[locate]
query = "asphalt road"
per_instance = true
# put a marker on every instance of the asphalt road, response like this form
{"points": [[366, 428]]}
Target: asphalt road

::::::::

### Aim
Output the data above line for line, with no changes.

### Result
[locate]
query = "asphalt road"
per_instance = true
# put a marker on every instance of the asphalt road, response like this form
{"points": [[366, 428]]}
Target: asphalt road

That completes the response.